*提示文*.
***
現在の主流は省エネ性・長寿命に優れたLED照明だが、、一部では高周波点灯形蛍光灯(Hf)も使用されている。
また、照明の制御には「人感センサー」を利用して省エネを図ることが多い。
配線方式としては、スイッチから電源線がそのまま器具に行く「フル2線式」や、従来の「片切り」・「両切り」スイッチ方式が使われる。

非常照明・誘導灯設備

非常照明・誘導灯設備とは、停電時や火災などの災害時に、建物内の人々が安全に避難できるように設けられる設備である。
非常照明は、停電時にも一定時間点灯し続ける照明器具で、通路や階段など避難経路の明るさを確保する。
一方、誘導灯は避難口や避難方向を示す表示灯である。
その表示灯により避難者を適切な方向へ導く役割を持つ。
これらの設備は、建築基準法および消防法により設置が義務づけられている。
各種法律では、建物の用途や規模、階数に応じて設置基準や照度、点灯時間などが細かく規定されている。
また、定期的な点検や非常用電源(内蔵バッテリーなど)の確認も必要である。
非常照明・誘導灯設備は、災害時に人命を守るための重要な安全対策の一つである。
そのため、法令に準拠した確実な設計・施工・維持管理が求められる。

コンセント設備

コンセント設備とは、パソコンや家電、OA機器などの単相電源を必要とする機器に対して電源を供給するための設備である。
建物内の各所に設置されたコンセントを通じて電力を供給し、利便性と安全性を両立する設計が求められる。
ブレーカには、過電流を遮断するMCCB(配線用遮断器)や、漏電を検出して遮断するELCB(漏電遮断器)が使用され、安全対策として重要な役割を果たす。
特に電子レンジやエアコンなど、比較的消費電力の大きい機器には、他の負荷と共有しない「単独回路(専用回路)」として設けることが一般的である。
これにより、過負荷や電圧降下の防止、回路の安定性が確保される。

雷保護設備

雷保護設備とは、落雷による電気的被害から建物や内部機器、人命を守るために設けられる設備である。
建物への直撃雷や誘導雷による過電圧から保護するため、避雷針(受雷部)、引下げ導体、接地極などを用いて雷電流を安全に大地へ逃がす。
日本では、建築基準法に基づき、高さが一定以上の建築物などには雷保護設備の設置が義務付けられている。
雷保護設備の設計や施工に関しては、かつては「旧JIS(C 1401)」が用いられていた。
しかし、現在は国際規格に準拠した「新JIS(JIS A 4201)」が適用されている。
新JISでは、雷保護レベルの区分や保護範囲の数値的評価が明確になっている。
一方でリスク評価に基づく設置判断が求められる。

弱電設備

弱電設備

弱電設備(TEL、LAN、TV設備)は、電話回線やインターネット接続、テレビ放送など、情報通信に関わる信号を建物内で適切に分配・伝送するための設備である。
電話・LAN設備では、空配管を用いた配線計画が基本である。
***
*データ*.
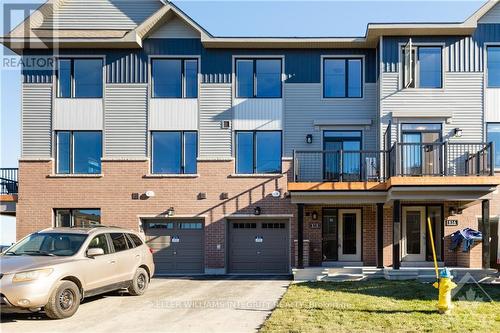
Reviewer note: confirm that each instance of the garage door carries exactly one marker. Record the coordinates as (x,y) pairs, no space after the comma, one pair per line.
(258,247)
(177,245)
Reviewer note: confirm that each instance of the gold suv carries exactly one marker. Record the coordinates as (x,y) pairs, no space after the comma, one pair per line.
(55,269)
***
*作業課題 A*. 提示文の内容を3文で要約せよ。
*作業課題 B*. 提示文のうち、「雷保護設備とは、落雷による電」から「一方でリスク評価に基づく設置判断が求められる。」までの部分を一字一句そのまま書き写してください。

*回答 A*. 照明はLEDが主流で一部に高周波点灯形蛍光灯も使われ、人感センサーによる省エネが図られることが多い。また、停電時や災害時の安全な避難のための非常照明・誘導灯設備は建築基準法および消防法で設置が義務づけられており、コンセント設備はMCCBやELCBで安全を確保し、消費電力の大きい機器には単独回路を設けるのが一般的である。雷保護設備は避雷針、引下げ導体、接地極などで雷電流を大地へ逃がす設備で、現在は国際規格に準拠した新JIS(JIS A 4201)が適用されており、弱電設備は情報通信に関わる信号を建物内で分配・伝送する設備である。

*回答 B*.
雷保護設備とは、落雷による電気的被害から建物や内部機器、人命を守るために設けられる設備である。
建物への直撃雷や誘導雷による過電圧から保護するため、避雷針(受雷部)、引下げ導体、接地極などを用いて雷電流を安全に大地へ逃がす。
日本では、建築基準法に基づき、高さが一定以上の建築物などには雷保護設備の設置が義務付けられている。
雷保護設備の設計や施工に関しては、かつては「旧JIS(C 1401)」が用いられていた。
しかし、現在は国際規格に準拠した「新JIS(JIS A 4201)」が適用されている。
新JISでは、雷保護レベルの区分や保護範囲の数値的評価が明確になっている。
一方でリスク評価に基づく設置判断が求められる。